DESCRIPTION OF THE TASK:
Retype the whole listing below, character for character.

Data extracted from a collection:
%%
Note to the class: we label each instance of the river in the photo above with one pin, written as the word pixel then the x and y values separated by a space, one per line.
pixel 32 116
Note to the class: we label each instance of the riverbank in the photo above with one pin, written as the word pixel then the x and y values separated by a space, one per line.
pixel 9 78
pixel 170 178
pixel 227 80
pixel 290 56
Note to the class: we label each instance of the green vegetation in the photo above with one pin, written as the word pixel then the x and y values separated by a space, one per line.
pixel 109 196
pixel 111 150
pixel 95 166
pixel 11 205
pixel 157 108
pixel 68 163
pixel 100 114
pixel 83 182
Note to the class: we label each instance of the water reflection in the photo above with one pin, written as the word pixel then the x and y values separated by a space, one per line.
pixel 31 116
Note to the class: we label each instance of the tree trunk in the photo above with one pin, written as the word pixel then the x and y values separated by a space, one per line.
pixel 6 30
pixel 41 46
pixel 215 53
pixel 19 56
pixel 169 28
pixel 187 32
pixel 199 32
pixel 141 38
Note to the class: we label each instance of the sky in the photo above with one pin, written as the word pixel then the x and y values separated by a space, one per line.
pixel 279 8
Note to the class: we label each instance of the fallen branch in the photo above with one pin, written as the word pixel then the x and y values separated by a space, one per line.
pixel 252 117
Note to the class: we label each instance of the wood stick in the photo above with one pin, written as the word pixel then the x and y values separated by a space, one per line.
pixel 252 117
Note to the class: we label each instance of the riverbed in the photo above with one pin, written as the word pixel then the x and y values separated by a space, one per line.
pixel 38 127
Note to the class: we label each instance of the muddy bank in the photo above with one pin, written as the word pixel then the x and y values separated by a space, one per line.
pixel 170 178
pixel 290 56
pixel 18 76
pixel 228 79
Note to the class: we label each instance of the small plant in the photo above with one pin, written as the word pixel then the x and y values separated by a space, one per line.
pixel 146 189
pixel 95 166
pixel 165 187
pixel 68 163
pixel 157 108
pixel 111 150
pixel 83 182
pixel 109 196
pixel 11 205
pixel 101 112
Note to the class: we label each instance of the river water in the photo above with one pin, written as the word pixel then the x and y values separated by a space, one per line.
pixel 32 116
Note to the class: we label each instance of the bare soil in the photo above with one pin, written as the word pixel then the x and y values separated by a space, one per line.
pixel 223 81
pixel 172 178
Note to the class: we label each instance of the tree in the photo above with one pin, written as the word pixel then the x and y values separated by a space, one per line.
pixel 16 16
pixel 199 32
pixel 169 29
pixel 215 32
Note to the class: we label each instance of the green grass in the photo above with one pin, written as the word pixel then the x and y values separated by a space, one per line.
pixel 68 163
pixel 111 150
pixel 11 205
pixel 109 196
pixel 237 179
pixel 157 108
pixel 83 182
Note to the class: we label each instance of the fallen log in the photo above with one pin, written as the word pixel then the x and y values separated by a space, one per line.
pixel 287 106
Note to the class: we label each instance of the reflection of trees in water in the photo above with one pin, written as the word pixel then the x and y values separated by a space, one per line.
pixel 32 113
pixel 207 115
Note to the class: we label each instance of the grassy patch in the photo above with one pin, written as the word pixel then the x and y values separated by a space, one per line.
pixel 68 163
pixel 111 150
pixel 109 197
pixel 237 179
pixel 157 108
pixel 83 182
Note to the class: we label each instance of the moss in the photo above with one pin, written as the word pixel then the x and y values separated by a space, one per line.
%%
FINISHED TASK:
Note to the class: we label each instance of the river in the photo above with one pin, written as the word pixel then the x and y values separated by a space, one per line.
pixel 32 116
Note to the class: we label each instance of the riverbank in the photo above with one pin, written as the word pixel then the x and y values separated by a space, one per line.
pixel 9 78
pixel 170 178
pixel 227 80
pixel 290 56
Note to the class: we label each instance of the green vegetation in the photo above with one pin, written as the word pixel then the x and y values separated by a space, one per line.
pixel 109 196
pixel 111 150
pixel 95 166
pixel 11 205
pixel 157 108
pixel 68 163
pixel 100 114
pixel 83 182
Note to the class: we label each instance of the water reflection in the photo above with one pin, written as the word pixel then the x and y values separated by a space, one per line.
pixel 31 116
Note to the class: we label each instance of the tree trunk in the photo above with one pin, written as the word pixel then the x and y values separated by a space, one per line.
pixel 6 30
pixel 41 46
pixel 215 53
pixel 19 56
pixel 169 28
pixel 187 32
pixel 199 32
pixel 141 38
Note to the class: we label each instance of the sky in the photo above with one pin, written as the word pixel then the x and y values separated by a space, one per line.
pixel 279 8
Note to the class: we label each instance of the fallen branch in the photo above with one pin, written as the word pixel then the x and y values separated by a space, one per line.
pixel 252 117
Note to the class: we label each instance of the wood stick in the photo above with one pin, written as the word pixel then the x and y values separated by a space, one per line.
pixel 252 117
Note to the class: we label each instance of the riverbed in the photo above with one pin, written as the word pixel then the x and y values separated by a space, one per line.
pixel 38 127
Note to the class: we label each instance of the muddy bank in the photo above with one pin, written as the word pixel then the x and y values separated by a space, one per line.
pixel 170 178
pixel 290 56
pixel 18 76
pixel 228 79
Note to the class: we label each instance of the small plant in the photo above with one pin, written as the word pixel then the x and y values separated by a space, one per line.
pixel 146 189
pixel 95 166
pixel 165 187
pixel 68 163
pixel 157 108
pixel 111 150
pixel 83 182
pixel 109 196
pixel 11 205
pixel 101 112
Note to the class: we label each instance of the river water in the photo above with one pin, written as the word pixel then the x and y values separated by a space, one per line.
pixel 32 116
Note to the class: we label each instance of the bare soil in the photo above with one pin, written as the word pixel then the x and y values separated by a space, one per line.
pixel 223 81
pixel 172 178
Note to the class: we label each instance of the tree in the photo above with one pin, written as the word pixel then the x and y values separated by a space, one per line.
pixel 16 16
pixel 199 32
pixel 169 29
pixel 215 32
Note to the class: we label each instance of the green grass in the photo above with one pin, written as the word pixel then the x and y values separated by a space, one per line.
pixel 68 163
pixel 111 150
pixel 11 205
pixel 109 196
pixel 237 179
pixel 157 108
pixel 83 182
Note to the class: we label each instance of the fallen log in the photo above with one pin, written as the word pixel then the x and y values separated by a space, one per line.
pixel 287 106
Note to the class: we label each instance of the reflection of trees in water in the photo above with one pin, written as the word pixel then the x and y values separated by a space, one per line.
pixel 32 113
pixel 207 115
Note to the class: we label each instance of the grassy patch in the photo above with one pin, written as the word pixel then the x and y values separated by a space, one per line.
pixel 68 163
pixel 111 150
pixel 109 197
pixel 237 179
pixel 157 108
pixel 83 182
Note to the class: we label each instance of the moss in the photo above with one pin, written as the word pixel then the x and y values separated by a space, one per line.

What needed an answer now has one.